Records from a data source:
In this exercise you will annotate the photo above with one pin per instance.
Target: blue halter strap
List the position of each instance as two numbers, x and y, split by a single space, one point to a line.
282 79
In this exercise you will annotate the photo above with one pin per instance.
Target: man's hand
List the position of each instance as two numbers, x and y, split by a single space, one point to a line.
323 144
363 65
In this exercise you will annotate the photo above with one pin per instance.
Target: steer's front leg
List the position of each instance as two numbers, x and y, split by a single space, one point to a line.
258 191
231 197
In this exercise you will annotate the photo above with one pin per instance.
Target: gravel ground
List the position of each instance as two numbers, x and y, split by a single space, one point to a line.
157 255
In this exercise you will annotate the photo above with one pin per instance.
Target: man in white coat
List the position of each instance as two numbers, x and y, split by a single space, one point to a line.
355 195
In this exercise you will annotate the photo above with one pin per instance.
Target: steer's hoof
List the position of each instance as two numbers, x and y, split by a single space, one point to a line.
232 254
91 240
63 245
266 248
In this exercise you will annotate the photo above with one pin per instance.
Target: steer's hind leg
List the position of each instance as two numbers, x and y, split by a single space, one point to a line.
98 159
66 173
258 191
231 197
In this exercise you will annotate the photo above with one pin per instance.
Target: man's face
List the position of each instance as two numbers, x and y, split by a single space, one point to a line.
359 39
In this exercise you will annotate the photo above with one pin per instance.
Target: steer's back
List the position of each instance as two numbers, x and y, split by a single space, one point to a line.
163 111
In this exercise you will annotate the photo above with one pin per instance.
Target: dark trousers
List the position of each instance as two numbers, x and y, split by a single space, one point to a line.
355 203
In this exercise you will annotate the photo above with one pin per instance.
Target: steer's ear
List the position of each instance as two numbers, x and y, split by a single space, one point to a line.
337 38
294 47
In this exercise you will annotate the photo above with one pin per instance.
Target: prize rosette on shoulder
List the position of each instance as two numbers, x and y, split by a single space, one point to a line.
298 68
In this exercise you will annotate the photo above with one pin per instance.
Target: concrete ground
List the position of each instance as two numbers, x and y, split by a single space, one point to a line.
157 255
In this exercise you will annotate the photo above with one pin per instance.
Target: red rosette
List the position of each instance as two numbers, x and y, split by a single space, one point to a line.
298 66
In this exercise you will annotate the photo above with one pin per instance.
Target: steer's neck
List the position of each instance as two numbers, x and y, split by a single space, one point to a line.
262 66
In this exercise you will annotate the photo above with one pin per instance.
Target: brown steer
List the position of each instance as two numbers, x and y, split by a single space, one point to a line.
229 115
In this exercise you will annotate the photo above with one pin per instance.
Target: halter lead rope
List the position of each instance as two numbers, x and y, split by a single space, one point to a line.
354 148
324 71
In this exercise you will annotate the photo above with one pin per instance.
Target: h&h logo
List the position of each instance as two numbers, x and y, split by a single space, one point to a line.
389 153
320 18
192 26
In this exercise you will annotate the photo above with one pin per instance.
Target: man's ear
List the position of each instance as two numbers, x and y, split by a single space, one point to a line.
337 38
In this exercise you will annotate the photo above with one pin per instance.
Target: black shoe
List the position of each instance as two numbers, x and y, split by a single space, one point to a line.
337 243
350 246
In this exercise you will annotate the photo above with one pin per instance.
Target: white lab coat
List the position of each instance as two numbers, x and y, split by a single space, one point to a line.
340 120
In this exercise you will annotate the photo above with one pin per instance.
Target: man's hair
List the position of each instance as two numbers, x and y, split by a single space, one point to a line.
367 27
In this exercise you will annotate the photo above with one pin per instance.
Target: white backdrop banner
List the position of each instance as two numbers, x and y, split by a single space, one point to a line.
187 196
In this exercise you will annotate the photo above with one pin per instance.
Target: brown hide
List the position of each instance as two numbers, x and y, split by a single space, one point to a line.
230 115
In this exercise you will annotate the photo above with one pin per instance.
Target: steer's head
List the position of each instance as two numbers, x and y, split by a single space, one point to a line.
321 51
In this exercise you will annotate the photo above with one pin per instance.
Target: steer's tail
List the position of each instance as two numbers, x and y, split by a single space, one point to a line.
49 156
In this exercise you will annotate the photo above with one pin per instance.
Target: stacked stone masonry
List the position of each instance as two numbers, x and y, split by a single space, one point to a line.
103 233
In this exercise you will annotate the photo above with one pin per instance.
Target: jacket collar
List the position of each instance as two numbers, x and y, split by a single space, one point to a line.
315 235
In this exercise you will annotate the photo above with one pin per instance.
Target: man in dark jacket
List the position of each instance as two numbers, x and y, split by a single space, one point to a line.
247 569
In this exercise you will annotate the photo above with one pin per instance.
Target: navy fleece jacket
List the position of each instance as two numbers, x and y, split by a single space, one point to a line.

*Do this*
Give all the entries again exactly; leave none out.

*Result of the task*
In this exercise you will annotate the photo above with one pin per instance.
Target: blue halter strap
List the position of each instance as two numbers, x and y, split by a single space, one point to a line.
282 79
In this exercise you will annotate the photo above with one pin per instance.
Target: man's hand
List the position of each instance as two numbers, x and y, split by a single space, one point to a line.
323 144
363 65
In this exercise you will annotate the photo above with one pin per instance.
Target: steer's front leg
List the position of each instance as two numbers, x and y, split by a single space, one point to a line.
258 191
231 197
In this exercise you will annotate the photo above with one pin per instance.
Target: gravel ground
List the position of each instance as two numbers, x and y, split by a single space, one point to a line.
157 255
In this exercise you will annotate the photo above with one pin per instance.
Target: man in white coat
List the position of each instance as two numbers, x and y, split by a single space, one point to a line.
355 195
In this exercise you will annotate the photo above with one pin per instance.
Target: steer's hoof
List the position of each instance as two numbers, x and y, split by a single space, one point to a line.
232 254
91 240
63 245
266 248
In this exercise you will annotate the photo above with one pin per instance.
Target: steer's hind leg
List the position of each instance as two numbers, x and y, split by a single space, one point to a line.
98 159
66 173
258 191
231 197
In this exercise you will annotate the photo above with one pin per instance.
Target: man's face
List the position of each instance as two numbers, x and y, split by a single space, one point to a line.
359 39
In this exercise you will annotate the photo above with one pin per instance.
Target: steer's back
List the position of each instance as two numbers, x and y, split by a single space, one point to a line.
163 111
In this exercise you will annotate the photo above with one pin per instance.
Target: dark trousers
List the position of each instance as two numbers, x and y, split by a single space, one point to a line.
355 203
In this exercise you will annotate the photo above with one pin per instance.
Target: steer's ear
List the position of each instance as two numbers, x and y, split by a single space, one point to a line.
337 38
294 47
In this exercise you will annotate the photo above with one pin per instance.
Target: prize rosette on shoulder
List the position of each instance as two numbers, x and y, split by a single space, one point to a line.
298 68
In this exercise you will annotate the photo above with one pin per instance.
Target: concrete ground
List the position of each instance as two numbers, x and y, split by a single space, one point to a line.
157 255
In this exercise you will annotate the photo above with one pin per instance.
Target: red rosette
List the position of each instance as two numbers, x and y, split by a single space, one point to a line.
298 66
In this exercise you will annotate the photo above with one pin per instance.
Target: steer's neck
List the position of each instance as two numbers, x and y, split by a single space, one point to a line.
262 66
In this exercise you will annotate the photo above with one pin per instance.
Target: brown steer
List the position of each instance as two numbers, x and y, split by a single space, one point to a line.
229 115
In this exercise you will annotate the photo above with one pin per instance.
Target: halter lead rope
List the position of each instance as two numbers, x and y, split by a single space, one point to a line.
354 148
324 71
In this exercise you will annotate the photo above with one pin per instance.
Target: h&h logo
List the position of each instance as two numbers, x and y, split by a single space, one point to a line.
389 153
320 18
192 26
In this exercise you will annotate the photo above with one pin per instance.
Target: man's ear
List the position of each instance as two numbers, x and y, split by a single space, one point to a line.
337 38
In this exercise you will annotate the photo above with one pin per instance.
Target: black shoe
List the position of each instance as two numbers, x and y, split by a single space, one point to a line.
337 243
350 246
In this exercise you will annotate the photo above with one pin per instance.
Target: white lab coat
List the position of each instance as two numbers, x and y, split by a single space, one point to a line.
340 120
In this exercise you will annotate the photo above with one pin per instance.
Target: man's hair
List the position of each instance as two numbers, x and y, split by a single space, one point to a line.
367 27
In this exercise you will annotate the photo above with one pin per instance.
Target: white backdrop banner
List the position of each instance as two numbers, x and y, split by a single space, one point to a line.
187 196
In this exercise you will annotate the photo above with one pin per instance.
Target: brown hide
List the position of each instance as two numbers, x and y, split by a single space, one point to a line.
230 115
In this exercise you will annotate the photo above with one pin per instance.
Target: steer's head
List the position of each instance as two numbers, x and y, split by a single space, one point to a line.
321 51
In this exercise you will annotate the photo above with one pin per instance.
Target: steer's tail
List the position of each instance as two numbers, x and y, split by a single space, one point to a line.
49 156
In this exercise you will annotate the photo above with one pin per instance.
Target: stacked stone masonry
List the position of each instance as two numbers, x and y, split by a single space, one point to a line.
103 233
In this exercise you will annotate the photo above with one pin per instance.
Target: jacket collar
List the position of each instance as two numbers, x and y, split by a single space, one point to a line.
315 235
In this exercise you will annotate the photo above with one pin per instance.
Target: man in dark jacket
List the position of each instance as two numbers, x and y, split by a single space, one point to a line.
247 569
In this exercise you will annotate the photo above with one pin per instance.
Target: navy fleece jacket
List the position of each instance as two numbers, x and y, split by a single space, one point to a line.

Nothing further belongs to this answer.